** Start of Stored records **

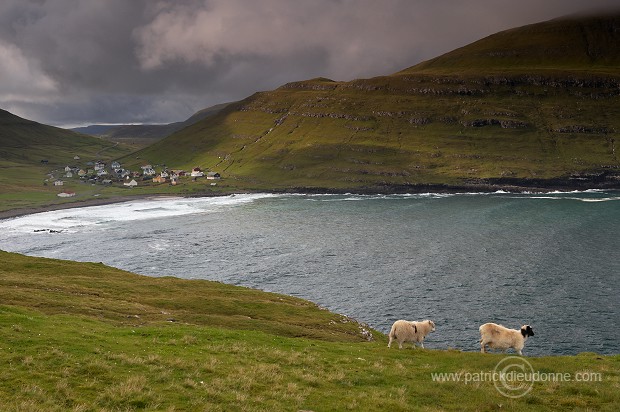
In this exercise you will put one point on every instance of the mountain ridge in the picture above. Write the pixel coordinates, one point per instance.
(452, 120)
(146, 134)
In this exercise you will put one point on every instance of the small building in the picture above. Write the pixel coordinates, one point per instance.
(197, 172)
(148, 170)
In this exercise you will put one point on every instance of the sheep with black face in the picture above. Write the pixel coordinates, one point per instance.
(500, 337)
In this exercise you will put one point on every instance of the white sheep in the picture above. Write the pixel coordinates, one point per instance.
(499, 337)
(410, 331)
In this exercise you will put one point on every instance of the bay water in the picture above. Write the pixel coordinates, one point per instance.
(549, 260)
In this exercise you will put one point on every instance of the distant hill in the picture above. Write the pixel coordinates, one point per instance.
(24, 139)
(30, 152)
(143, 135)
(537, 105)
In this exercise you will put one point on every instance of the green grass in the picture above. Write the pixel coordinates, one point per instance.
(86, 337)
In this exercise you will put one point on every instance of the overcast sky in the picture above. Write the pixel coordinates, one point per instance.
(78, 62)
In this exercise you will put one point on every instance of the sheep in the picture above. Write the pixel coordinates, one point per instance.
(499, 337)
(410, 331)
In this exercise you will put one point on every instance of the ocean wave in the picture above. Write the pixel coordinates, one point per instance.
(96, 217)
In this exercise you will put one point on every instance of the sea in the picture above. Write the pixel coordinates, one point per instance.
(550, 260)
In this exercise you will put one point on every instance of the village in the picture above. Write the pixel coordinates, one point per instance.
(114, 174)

** End of Stored records **
** Start of Stored records **

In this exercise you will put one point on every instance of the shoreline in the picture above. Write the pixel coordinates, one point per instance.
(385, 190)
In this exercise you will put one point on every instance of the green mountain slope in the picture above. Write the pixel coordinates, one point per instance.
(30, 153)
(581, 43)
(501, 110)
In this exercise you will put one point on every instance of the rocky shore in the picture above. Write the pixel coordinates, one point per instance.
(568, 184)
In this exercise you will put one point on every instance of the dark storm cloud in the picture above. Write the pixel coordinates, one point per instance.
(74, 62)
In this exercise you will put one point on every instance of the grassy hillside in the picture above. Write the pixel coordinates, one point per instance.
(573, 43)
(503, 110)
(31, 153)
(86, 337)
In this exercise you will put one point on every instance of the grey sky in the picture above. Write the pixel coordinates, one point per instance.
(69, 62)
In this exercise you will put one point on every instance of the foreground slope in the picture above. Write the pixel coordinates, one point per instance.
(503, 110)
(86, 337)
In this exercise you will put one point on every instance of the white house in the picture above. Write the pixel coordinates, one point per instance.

** End of Stored records **

To be done
Filter the material above down to the lines that contain the string "green". Treat uppercase and lowercase as different.

Response to the exercise
In this exercise you will put one point on every instance of the green grass in the picture above. Write the pixel coordinates, one point per instance.
In this exercise you will put one point on every instance of the green mountain slope in the picture above. Write the pixel coordinates, one point per instance.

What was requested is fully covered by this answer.